» **SHORT EXERCISE**: How many lines of the records below contain the string "landing"? Reply with the number alone.

== SUPPLIED MATERIAL

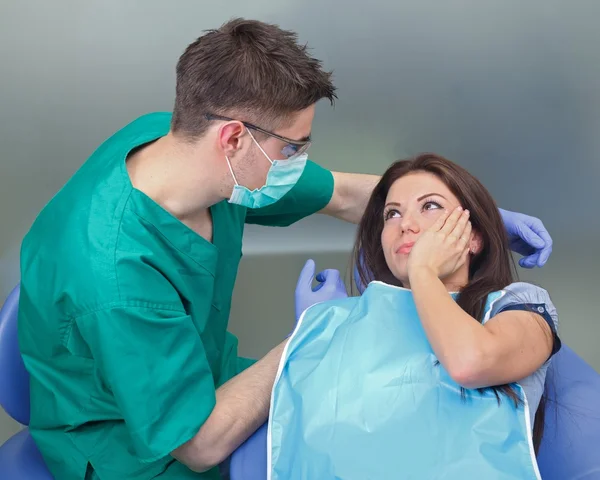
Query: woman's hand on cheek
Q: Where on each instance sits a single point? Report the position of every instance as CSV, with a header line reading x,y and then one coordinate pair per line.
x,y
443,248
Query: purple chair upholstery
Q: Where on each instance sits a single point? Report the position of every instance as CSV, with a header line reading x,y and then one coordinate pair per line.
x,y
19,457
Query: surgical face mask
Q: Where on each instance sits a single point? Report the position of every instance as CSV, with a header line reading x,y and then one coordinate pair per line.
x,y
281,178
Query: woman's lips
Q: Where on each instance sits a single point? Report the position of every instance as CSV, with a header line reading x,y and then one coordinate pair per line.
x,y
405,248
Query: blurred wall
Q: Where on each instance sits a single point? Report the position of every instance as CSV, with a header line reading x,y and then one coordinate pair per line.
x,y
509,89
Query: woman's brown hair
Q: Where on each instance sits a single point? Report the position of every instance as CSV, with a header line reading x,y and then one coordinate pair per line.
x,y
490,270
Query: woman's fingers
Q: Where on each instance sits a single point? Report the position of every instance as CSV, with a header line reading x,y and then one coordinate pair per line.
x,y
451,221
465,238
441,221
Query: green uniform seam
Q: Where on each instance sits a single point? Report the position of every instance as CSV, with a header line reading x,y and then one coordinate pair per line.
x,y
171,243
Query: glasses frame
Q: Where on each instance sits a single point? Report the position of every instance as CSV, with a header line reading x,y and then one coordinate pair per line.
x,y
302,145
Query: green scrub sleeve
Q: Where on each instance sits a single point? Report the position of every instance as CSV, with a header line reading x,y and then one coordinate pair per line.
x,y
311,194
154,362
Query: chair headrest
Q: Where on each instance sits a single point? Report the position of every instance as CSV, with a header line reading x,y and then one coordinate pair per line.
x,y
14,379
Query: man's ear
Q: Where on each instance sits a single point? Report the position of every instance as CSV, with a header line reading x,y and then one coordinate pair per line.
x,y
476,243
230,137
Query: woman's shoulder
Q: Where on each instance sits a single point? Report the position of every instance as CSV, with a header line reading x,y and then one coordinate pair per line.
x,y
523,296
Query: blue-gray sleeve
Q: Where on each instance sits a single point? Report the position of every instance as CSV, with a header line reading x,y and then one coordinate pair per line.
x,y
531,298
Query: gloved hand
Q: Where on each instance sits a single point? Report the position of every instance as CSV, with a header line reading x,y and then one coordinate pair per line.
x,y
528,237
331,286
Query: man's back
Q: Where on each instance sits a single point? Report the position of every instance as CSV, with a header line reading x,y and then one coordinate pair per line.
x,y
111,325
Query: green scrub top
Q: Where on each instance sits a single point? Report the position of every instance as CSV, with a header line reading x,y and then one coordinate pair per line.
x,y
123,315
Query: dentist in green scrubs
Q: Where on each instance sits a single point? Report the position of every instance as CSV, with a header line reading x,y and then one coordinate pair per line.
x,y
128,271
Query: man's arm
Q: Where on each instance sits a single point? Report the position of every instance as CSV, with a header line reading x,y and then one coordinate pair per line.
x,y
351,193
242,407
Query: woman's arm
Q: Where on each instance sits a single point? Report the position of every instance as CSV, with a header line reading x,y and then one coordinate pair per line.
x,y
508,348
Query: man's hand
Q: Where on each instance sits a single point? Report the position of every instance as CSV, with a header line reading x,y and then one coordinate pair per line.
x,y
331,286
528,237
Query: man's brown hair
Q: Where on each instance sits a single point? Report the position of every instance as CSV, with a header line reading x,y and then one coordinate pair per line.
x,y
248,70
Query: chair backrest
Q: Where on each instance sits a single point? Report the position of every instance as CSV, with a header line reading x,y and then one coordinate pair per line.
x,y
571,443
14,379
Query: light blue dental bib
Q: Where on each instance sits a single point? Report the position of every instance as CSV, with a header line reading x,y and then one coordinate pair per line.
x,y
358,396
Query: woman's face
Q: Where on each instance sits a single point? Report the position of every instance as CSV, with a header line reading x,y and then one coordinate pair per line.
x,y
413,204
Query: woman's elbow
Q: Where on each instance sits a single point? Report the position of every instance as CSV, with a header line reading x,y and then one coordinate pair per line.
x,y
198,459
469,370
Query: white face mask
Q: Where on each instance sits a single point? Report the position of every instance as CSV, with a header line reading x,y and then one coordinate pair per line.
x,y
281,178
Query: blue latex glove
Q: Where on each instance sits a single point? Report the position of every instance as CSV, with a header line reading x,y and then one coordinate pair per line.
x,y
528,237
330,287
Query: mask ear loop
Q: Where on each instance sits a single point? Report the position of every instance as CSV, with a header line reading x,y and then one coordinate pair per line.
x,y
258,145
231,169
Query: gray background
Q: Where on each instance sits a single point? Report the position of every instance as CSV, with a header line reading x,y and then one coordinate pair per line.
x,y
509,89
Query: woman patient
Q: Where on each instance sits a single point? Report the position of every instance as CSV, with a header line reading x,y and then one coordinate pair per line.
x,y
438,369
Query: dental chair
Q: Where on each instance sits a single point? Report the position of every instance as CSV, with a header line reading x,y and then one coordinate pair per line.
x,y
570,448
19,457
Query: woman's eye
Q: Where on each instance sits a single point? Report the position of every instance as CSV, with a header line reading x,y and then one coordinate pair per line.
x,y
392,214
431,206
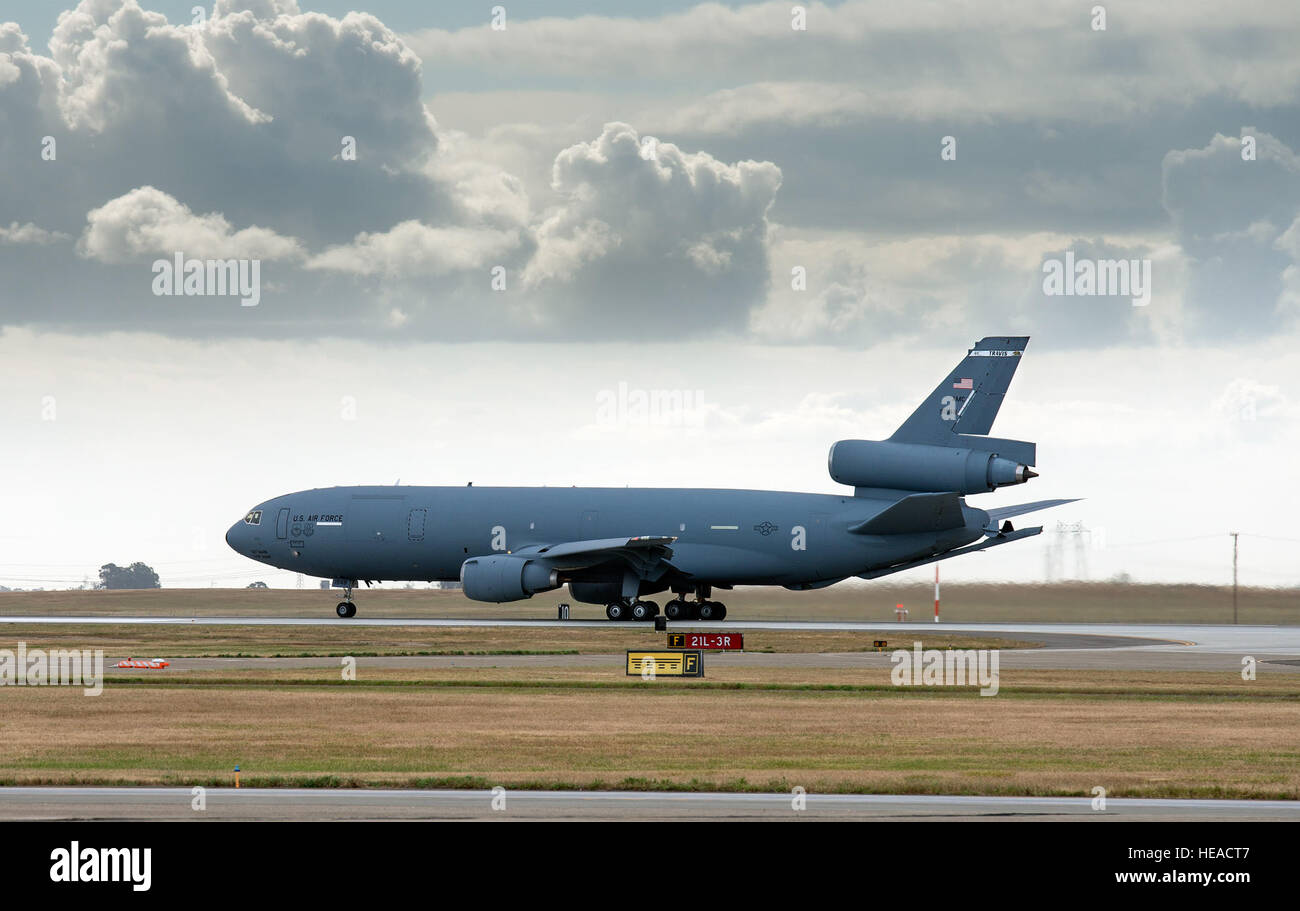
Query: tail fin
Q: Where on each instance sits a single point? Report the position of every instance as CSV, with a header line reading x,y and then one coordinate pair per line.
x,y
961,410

====
== SUPPLIED MATERIAL

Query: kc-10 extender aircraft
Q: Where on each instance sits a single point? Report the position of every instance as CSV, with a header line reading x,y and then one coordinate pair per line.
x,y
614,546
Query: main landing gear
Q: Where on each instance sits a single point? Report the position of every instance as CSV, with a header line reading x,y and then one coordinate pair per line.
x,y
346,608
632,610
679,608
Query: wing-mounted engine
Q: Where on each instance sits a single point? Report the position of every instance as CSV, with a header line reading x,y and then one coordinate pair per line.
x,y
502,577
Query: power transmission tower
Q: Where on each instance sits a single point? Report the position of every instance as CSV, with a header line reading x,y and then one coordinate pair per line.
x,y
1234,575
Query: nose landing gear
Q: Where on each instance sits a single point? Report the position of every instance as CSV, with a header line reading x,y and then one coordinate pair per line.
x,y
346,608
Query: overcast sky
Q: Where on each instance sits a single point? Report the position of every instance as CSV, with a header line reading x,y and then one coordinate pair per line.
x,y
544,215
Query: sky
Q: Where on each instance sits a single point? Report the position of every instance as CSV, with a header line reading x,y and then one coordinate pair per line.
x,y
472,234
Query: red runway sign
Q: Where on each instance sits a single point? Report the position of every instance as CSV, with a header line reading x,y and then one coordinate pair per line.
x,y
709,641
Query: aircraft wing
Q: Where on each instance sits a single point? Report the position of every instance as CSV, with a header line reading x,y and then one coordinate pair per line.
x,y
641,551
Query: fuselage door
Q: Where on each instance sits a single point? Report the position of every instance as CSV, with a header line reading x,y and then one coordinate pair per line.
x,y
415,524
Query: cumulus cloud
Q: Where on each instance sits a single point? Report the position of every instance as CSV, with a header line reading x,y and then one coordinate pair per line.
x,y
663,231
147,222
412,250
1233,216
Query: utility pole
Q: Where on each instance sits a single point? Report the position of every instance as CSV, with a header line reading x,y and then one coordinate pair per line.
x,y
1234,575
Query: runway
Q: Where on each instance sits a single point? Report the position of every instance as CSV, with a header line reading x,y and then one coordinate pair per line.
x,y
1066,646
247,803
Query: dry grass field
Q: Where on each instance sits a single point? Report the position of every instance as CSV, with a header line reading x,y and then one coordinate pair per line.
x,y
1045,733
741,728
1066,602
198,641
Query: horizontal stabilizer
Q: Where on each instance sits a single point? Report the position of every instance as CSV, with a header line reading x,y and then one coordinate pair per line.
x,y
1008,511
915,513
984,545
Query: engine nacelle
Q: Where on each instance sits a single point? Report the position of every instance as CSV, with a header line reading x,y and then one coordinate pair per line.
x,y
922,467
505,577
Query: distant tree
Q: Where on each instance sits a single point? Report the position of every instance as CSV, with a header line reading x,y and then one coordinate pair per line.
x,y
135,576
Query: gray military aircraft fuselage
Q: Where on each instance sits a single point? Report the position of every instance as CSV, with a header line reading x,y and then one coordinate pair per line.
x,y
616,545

====

» **CORRECT RESPONSE**: 2